* [DATA UNDER STUDY]
▼

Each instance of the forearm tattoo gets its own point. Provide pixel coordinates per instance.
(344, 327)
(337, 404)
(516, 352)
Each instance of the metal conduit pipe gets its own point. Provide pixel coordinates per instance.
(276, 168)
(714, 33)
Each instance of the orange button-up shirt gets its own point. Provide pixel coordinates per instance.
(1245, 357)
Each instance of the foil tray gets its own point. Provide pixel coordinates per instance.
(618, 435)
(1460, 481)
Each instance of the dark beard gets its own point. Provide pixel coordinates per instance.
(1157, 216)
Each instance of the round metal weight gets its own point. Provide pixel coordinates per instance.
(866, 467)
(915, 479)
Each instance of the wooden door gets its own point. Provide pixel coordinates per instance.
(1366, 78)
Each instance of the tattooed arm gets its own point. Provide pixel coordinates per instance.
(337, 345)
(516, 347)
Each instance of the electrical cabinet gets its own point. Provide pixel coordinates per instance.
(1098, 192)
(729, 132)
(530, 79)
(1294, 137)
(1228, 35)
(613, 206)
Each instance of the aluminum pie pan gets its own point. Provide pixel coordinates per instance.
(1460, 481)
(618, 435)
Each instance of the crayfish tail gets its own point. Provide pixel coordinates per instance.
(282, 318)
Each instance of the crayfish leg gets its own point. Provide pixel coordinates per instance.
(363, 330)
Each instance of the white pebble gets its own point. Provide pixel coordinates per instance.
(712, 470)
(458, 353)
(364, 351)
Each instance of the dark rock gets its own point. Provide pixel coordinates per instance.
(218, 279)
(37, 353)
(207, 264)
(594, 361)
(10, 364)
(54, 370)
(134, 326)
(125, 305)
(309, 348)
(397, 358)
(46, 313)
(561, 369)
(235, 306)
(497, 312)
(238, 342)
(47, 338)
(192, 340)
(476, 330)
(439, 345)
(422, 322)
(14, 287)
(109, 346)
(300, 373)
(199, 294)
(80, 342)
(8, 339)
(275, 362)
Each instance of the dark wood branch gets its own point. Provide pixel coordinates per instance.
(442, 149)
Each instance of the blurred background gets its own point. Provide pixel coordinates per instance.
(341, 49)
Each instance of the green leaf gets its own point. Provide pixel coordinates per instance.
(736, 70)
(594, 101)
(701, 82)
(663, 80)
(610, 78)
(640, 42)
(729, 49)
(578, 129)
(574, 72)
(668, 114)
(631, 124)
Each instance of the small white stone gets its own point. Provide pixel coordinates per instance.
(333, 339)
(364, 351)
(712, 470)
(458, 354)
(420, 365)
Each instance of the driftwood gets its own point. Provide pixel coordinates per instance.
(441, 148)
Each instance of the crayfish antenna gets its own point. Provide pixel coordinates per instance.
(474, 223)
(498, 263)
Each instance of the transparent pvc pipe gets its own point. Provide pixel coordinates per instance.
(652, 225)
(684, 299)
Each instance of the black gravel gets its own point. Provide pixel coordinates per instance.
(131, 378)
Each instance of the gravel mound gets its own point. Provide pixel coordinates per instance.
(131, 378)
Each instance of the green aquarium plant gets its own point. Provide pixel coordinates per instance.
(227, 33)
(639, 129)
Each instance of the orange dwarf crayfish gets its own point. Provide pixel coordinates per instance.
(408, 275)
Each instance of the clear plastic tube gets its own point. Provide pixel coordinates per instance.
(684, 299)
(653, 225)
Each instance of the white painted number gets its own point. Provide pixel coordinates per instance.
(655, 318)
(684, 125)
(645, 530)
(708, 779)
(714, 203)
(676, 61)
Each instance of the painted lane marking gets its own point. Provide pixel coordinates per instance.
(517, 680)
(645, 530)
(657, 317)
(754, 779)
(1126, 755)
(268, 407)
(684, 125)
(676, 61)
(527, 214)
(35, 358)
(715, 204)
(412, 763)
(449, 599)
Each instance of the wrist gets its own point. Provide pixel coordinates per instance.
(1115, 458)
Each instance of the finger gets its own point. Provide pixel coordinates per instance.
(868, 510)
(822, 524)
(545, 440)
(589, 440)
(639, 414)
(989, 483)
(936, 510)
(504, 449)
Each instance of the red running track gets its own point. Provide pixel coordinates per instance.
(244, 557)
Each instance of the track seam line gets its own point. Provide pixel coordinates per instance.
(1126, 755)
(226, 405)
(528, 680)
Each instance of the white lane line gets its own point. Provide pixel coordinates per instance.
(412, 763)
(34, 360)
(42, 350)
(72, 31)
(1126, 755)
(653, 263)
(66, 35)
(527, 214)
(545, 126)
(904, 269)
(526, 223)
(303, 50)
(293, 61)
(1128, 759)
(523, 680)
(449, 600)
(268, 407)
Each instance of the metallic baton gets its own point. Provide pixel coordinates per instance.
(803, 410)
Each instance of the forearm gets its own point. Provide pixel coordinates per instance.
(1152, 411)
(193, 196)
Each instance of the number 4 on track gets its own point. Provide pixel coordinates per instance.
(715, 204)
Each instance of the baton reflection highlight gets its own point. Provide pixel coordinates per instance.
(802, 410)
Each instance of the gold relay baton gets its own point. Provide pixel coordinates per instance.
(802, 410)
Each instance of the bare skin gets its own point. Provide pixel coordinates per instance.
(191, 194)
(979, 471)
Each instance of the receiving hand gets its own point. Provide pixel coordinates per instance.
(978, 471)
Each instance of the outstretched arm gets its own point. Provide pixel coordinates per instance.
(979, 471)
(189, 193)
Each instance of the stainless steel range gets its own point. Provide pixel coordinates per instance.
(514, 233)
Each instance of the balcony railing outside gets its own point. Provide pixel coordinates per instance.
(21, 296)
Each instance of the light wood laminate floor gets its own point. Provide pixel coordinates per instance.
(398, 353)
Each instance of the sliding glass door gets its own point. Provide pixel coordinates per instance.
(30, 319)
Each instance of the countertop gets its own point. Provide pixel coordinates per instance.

▲

* [WORK TO COMPLETE] Reproduce the listing above exactly from the line containing "Each instance of the stainless" through its last line, with both of those lines included.

* [FINAL ANSWER]
Each instance of the stainless steel range gets its own point. Provide pixel coordinates per instance.
(514, 233)
Each instance of the balcony railing outside gets its own point. Provide pixel coordinates per instance.
(21, 296)
Each instance of the light wood laminate floor gets its own point. Provide pixel coordinates per instance.
(398, 353)
Each instance of the sliding glass door gets its own point. Provide pixel coordinates per instance.
(30, 319)
Each instance of the countertop gets its own point. Provide pixel coordinates per instance.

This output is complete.